Reproduce every item in the dataset excerpt below verbatim.

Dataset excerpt
* * * * * * * * *
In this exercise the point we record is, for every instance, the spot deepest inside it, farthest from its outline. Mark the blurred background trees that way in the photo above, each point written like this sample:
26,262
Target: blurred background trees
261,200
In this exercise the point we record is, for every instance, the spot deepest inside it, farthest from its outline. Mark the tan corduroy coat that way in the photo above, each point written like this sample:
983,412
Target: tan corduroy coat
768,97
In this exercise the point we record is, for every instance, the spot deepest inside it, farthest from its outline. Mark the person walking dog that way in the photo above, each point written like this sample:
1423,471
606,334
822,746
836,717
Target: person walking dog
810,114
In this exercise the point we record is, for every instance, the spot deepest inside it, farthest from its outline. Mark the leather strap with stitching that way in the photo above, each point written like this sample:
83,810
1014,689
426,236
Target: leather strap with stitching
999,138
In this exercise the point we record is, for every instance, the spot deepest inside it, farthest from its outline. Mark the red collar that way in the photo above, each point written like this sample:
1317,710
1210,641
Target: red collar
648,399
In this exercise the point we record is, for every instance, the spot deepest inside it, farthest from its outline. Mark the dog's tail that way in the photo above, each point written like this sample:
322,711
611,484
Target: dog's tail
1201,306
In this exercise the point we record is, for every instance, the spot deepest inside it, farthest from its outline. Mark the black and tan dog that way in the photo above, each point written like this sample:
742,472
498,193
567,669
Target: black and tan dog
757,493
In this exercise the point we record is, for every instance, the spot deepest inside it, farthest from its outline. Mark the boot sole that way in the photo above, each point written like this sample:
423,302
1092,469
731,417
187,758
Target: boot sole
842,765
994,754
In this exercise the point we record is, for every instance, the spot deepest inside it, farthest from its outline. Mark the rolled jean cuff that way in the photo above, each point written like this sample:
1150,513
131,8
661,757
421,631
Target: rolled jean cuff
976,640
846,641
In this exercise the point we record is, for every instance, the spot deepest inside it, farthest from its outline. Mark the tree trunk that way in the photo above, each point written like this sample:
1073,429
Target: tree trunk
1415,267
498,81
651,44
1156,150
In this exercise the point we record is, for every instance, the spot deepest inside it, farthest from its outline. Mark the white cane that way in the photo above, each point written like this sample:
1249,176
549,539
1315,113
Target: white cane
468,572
* * * * * * * * *
- [Complete response]:
In this exercise the point we record is, for every instance, the spot deepest inside it, farthest from its outline. Mark the blurred background trees that way in the photo above, each point written like this sample:
26,262
Target: blurred background trees
261,200
In this exercise the point we record is, for every instance, the spot deepest inside it, farthest from its outline. Mark the tan corduroy coat that way in the photo above, each point written like this sample:
983,412
Target: tan corduroy coat
768,97
In this exercise the point we record is, for every instance, the spot deepest inside it, farthest from its outline. Mark the person walking dog that way in the photo above, each point written like this sample:
1423,471
606,334
822,746
836,717
Target: person walking dog
810,114
In this exercise the point we record is, for every instance, the spot deepest inside it, farthest from its outline. Mark the leather strap with stitching that way in the photo above, each point written like this sample:
83,810
1014,689
426,236
Target: leather strap with stitching
999,138
In this exercise the point we record is, for every instance, the spot deepest inside it, farthest from its outline. Mark the red collar that way in the photo above, each point written like this sample:
1317,710
1210,641
Target: red collar
648,399
In this exercise the point we record is, for every instance, the spot deepest inside it, farthest from its outline. Mark the dog's tail that way in the photo above, each point written like this sample:
322,711
611,484
Target: dog's tail
1201,306
In this exercise the point we record is, for every instance, the spot deepest inside it, farthest from its outline. Mark the black and tan dog that way in the photo above, each point written like this sample:
742,472
498,193
567,669
Target: black and tan dog
757,493
In this exercise the point we record is, for every instance, the spot deepest inside it, farthest from its outline. Mark the boot sole that way in the photo above, each point written like this sample:
423,302
1092,469
731,417
187,758
Target: boot sole
842,765
994,754
In this exercise the point we record is, for every instance, the spot deepest inside it, farthest from its outline. Mark the rolled jean cuff that way in the photo above, each point written like this sample:
1150,513
131,8
661,757
421,631
Target: rolled jean cuff
976,640
846,641
In this exercise the point we record is, for every instance, the spot deepest inside it, farthest from its outline. Mark the tree trunk that way in the photo above, each point written like this sample:
1073,429
Target: tree trunk
1415,267
498,81
651,44
1156,150
In this exercise the point we record is, for every instance, the spot deepest inside it, farthest from its outline. Mark the white cane that way in the photo above, each point written like this sample:
1249,176
549,539
1315,113
Target: white cane
468,572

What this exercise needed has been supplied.